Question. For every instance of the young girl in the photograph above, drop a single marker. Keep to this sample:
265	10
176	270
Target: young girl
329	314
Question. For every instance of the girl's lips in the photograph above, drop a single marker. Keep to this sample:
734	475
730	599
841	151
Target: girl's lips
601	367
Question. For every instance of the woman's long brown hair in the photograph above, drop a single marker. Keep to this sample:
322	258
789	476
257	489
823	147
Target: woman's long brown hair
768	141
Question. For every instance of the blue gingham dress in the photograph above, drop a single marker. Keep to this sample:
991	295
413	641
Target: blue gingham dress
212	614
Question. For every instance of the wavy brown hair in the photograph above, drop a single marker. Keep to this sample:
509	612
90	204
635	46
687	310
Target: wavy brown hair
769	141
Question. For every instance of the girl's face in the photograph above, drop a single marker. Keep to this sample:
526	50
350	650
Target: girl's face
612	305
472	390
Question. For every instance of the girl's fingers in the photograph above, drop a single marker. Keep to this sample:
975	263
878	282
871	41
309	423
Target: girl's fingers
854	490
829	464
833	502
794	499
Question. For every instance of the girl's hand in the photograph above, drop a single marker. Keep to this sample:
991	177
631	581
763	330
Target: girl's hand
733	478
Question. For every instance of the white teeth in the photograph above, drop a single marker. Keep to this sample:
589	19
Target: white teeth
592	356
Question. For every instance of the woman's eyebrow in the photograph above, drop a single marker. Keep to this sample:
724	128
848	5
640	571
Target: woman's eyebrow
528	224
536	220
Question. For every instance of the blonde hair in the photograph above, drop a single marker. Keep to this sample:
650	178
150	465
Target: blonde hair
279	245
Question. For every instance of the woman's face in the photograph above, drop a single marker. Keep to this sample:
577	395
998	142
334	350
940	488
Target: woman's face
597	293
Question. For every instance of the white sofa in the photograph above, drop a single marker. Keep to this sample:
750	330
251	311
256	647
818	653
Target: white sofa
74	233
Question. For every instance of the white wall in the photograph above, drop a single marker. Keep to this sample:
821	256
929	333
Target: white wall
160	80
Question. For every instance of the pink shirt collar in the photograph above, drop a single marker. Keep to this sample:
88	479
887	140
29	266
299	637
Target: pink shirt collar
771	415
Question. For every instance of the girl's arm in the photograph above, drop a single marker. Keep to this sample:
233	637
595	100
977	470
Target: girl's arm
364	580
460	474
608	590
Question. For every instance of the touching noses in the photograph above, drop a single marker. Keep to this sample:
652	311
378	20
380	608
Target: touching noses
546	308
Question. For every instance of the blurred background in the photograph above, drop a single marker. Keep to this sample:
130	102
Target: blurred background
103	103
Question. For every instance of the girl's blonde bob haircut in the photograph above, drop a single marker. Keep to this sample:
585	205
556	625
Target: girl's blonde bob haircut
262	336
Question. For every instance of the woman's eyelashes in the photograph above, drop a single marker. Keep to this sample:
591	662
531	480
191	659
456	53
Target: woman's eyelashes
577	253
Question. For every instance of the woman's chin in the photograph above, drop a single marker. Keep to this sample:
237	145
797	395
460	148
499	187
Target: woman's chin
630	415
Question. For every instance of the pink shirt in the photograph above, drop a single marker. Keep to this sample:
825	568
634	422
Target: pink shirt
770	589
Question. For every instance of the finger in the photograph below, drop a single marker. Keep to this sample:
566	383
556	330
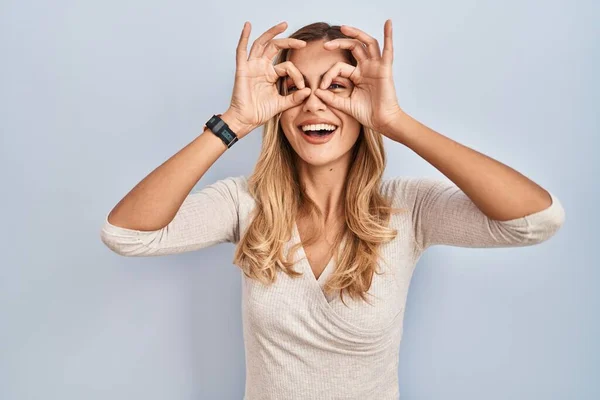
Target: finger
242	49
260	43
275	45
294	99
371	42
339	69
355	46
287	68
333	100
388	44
-----
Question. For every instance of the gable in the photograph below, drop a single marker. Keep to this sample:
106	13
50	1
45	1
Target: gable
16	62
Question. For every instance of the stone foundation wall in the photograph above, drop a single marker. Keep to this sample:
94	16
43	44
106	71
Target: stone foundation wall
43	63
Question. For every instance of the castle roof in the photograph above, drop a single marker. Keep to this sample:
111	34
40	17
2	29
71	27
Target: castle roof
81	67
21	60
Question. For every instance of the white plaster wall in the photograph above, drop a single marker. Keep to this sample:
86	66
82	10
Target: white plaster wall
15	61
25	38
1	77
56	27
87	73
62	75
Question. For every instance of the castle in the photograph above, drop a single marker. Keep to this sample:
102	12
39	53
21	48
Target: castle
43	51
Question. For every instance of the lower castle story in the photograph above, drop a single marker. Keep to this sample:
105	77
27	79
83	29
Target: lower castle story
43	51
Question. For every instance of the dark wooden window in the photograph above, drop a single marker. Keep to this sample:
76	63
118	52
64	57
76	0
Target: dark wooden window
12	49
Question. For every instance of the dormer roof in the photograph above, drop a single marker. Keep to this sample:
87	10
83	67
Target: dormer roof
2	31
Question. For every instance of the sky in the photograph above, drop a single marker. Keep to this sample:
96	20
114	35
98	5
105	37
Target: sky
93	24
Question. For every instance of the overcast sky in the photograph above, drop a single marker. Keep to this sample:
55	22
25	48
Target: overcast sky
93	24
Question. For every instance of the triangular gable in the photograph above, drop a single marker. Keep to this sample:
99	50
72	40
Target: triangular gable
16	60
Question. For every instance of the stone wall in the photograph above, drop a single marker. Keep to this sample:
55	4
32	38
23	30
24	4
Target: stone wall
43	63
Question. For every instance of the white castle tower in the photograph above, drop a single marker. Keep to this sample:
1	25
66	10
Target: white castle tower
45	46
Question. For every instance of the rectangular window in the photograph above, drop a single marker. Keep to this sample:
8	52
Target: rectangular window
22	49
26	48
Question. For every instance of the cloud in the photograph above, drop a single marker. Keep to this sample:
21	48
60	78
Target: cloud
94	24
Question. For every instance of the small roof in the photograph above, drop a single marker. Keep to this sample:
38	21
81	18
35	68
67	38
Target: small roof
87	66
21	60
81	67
-----
## Instructions to follow
Filter the data for the string "below" and copy every line that has it.

## Response to the task
Question. For every instance of the finger in the photograph below, drop a single marker. Keep to this sample:
Question. For every instance of the gable in the photograph below, drop a single marker. Keep to this sample:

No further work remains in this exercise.